TO BE DONE => Rename "marker" to "pin" in each of the rows below, and reproduce everything else in those lines unchanged.

__________________________________________________

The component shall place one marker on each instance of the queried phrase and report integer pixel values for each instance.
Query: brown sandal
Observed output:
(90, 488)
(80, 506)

__________________________________________________

TASK SOLUTION =>
The component shall place one pin on each instance of the queried phrase and report integer pixel values for each instance.
Query: brown sandal
Observed output:
(90, 488)
(80, 506)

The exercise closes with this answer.